*** Extract ***
For any fake referrers, you can create a filter similar to that above but this time with the Filter Field "Campaign Source".

Referral spam filter

This filter requires maintenance, and you'll need to update it with each new referral. There's a 255 character limit for each filter. I'm currently using four filters with the following patterns:

semalt.com|anticrawler.org|best-seo-offer.com|best-seo-solution.com|buttons-for-website.com|buttons-for-your-website.com|7makemoneyonline.com|-musicas*-gratis|kambasoft.com|savetubevideo.com|ranksonic|medispainstitute|offers.bycontext|100dollars-seo

12masterov.com|bard-real.com.ua|billiard-classic.com.ua|cardiosport.com.ua|ci.ua|customsua.com.ua|delfin-aqua.com.ua|dipstar.org|dvr.biz.ua|e-kwiaciarz.pl|este-line.com.ua|ghazel.ru|it-max.com.ua|maridan.com.ua|mebeldekor.com.ua

mirobuvi.com.ua|offers.bycontext.com|olgacvetmet.com|palvira.com.ua|trion.od.ua|наркомания.лечениенаркомании.com|алкоголизм.лечениенаркомании.com|med-zdorovie.com.ua|ranksonic.org|.*ranksonic.com|prodvigator.ua

trafficmonetize.org|4webmasters.org|success-seo.com|semaltmedia.com|videos-for-your-business.com

Exclude bots and spiders

One last thing you can do is to exclude traffic from known bots and spiders from appearing in your analytics. Go to Admin > View > View Settings > Bot Filtering and tick "Exclude all hits from known bots and spiders". You'll need to do this for each of your views.
*** Source material ***
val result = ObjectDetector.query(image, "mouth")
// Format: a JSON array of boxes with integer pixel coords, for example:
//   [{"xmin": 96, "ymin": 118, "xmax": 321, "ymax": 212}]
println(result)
***
▸ Work required:
Copy the referral spam text word for word between "Exclude bots and" and "of your views.", inclusive. The lines are separate material and have nothing to do with the text.

▸ Answer to the exercise:
Exclude bots and spiders

One last thing you can do is to exclude traffic from known bots and spiders from appearing in your analytics. Go to Admin > View > View Settings > Bot Filtering and tick "Exclude all hits from known bots and spiders". You'll need to do this for each of your views.